#### [SOURCE PASSAGE]
= = = = = = =
Introducing a chemical molecule component for your Streamlit apps

Integrate a fully featured molecule editor with just a few lines of code!

Posted in Product,
Introducing a chemical molecule component for your Streamlit apps

At Streamlit, we always look for ways to improve your experience and make app development simple. Custom components are essential to this, as they provide a way to contribute to and extend the Streamlit ecosystem. We wanted to create something useful for the community and show how easy it is to write a custom component.

Today, we are excited to introduce a new custom component for Streamlit...

...the molecule editor! 🧪

The ability to draw chemical compounds is critical for most drug discovery, drug design, and cheminformatics apps. You can now easily integrate a molecule editor into your Streamlit applications with just a few lines of code.

How to use Streamlit molecule editor

First, install Streamlit and the component:

pip install streamlit
pip install streamlit-ketcher

Then, import it into your Streamlit application, and you're good to go:

import streamlit as st
from streamlit_ketcher import st_ketcher

smiles = st_ketcher()

This code snippet creates a full-featured chemical molecule editor within your Streamlit app. The variable smiles contains the Simplified Molecular Input Line Entry System (SMILES) representation of the molecule, which you can use for further processing, analysis, or visualization in your app.

Our component is based on the Ketcher library from Epam. Several other editors offer similar functionality, including MarvinJS, JSME, and ChemWriter. However, we chose Ketcher for the following reasons:

  1. It's released under the Apache 2.0 license, compatible with the Streamlit library.
  2. It's React-friendly, as it has a corresponding React component.
  3. It has pretty good documentation.
  4. It has a modern look and feel and is feature-rich.
  5. Its most basic version doesn't rely on an external server.

So, it was the perfect fit for our needs. 🙂

Features

The molecule editor component offers several useful features, including:

  1. Intuitive drawing tools: Easily create and modify molecules using a simple point-and-click interface, with support for adding and deleting atoms, bonds, and functional groups.
  2. Automatic SMILES and Molfile generation: Instantly convert the molecule into its SMILES representation to easily integrate with other cheminformatics tools. Molfiles are also supported.
  3. Copy/paste support.
  4. Open-source and community-driven: The editor is free and open-source, allowing you to contribute and help improve the component.

Use cases

The editor is an excellent choice for a variety of cheminformatics and chemistry-related applications, including:

  • Drug design and discovery
  • Molecular modeling and visualization
  • Management of chemical databases
  • Education and training in chemoinformatics
  • Prediction of chemical properties

Demo apps

We've prepared two demo applications.
= = = = = = =
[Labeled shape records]
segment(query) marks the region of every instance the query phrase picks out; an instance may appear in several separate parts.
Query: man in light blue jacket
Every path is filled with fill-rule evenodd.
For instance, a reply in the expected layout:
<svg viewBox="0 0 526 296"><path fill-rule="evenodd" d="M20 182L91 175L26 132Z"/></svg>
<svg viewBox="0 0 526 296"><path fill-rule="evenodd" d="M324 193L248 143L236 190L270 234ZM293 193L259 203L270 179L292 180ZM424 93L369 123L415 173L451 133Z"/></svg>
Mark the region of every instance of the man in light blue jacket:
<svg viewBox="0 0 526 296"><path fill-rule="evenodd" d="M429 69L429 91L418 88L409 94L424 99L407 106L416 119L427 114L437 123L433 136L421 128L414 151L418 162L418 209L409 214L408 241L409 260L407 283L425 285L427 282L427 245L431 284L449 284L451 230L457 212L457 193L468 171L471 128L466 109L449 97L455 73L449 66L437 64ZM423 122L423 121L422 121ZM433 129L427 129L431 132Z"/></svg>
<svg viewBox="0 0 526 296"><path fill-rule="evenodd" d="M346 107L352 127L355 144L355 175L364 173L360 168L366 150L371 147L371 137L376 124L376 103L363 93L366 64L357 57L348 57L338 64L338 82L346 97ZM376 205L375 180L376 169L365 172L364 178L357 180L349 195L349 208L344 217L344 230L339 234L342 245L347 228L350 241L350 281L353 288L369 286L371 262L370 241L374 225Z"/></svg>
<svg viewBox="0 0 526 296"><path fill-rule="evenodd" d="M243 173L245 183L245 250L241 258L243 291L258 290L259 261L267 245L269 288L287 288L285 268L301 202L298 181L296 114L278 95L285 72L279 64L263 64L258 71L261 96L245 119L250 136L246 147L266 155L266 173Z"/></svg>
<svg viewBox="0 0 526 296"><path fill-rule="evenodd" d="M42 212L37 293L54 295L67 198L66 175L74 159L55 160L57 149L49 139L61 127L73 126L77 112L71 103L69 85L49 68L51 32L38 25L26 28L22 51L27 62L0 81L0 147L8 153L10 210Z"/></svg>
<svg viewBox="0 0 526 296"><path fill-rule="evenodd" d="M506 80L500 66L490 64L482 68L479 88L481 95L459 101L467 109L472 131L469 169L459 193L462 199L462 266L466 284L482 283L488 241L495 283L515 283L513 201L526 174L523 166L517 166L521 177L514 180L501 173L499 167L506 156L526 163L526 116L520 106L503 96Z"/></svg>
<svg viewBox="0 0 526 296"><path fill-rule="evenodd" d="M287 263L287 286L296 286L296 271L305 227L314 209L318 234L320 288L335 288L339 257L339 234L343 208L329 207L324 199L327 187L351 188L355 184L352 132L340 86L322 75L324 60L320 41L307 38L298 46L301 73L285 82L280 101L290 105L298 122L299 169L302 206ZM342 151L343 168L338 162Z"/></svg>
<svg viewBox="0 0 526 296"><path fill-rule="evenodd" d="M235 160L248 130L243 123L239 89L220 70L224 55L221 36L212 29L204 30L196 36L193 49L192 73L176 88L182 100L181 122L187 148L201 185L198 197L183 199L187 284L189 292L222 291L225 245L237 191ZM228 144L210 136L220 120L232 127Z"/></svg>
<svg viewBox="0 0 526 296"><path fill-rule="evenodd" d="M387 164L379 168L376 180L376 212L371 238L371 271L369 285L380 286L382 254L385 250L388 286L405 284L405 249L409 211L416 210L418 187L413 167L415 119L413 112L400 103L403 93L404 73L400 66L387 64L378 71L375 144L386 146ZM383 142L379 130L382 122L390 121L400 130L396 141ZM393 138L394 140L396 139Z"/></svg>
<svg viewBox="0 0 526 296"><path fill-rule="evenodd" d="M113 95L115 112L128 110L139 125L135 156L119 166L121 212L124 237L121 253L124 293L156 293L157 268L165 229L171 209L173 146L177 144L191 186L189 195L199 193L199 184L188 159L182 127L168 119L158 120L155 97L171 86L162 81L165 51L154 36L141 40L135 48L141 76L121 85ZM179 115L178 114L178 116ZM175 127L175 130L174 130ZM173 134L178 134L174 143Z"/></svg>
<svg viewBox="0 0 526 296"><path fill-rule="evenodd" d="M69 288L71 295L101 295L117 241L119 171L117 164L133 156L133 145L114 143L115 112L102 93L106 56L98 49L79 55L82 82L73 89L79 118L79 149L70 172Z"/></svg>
= = = = = = =
#### [TO-DO LIST]
1. In the Streamlit molecule editor post, which library is the component based on?
2. What are all the use cases that the Streamlit molecule editor post lists for the editor?

#### [PROBLEM SOLUTIONS]
1. The Ketcher library from Epam.

2.
- Drug design and discovery
- Molecular modeling and visualization
- Management of chemical databases
- Education and training in chemoinformatics
- Prediction of chemical properties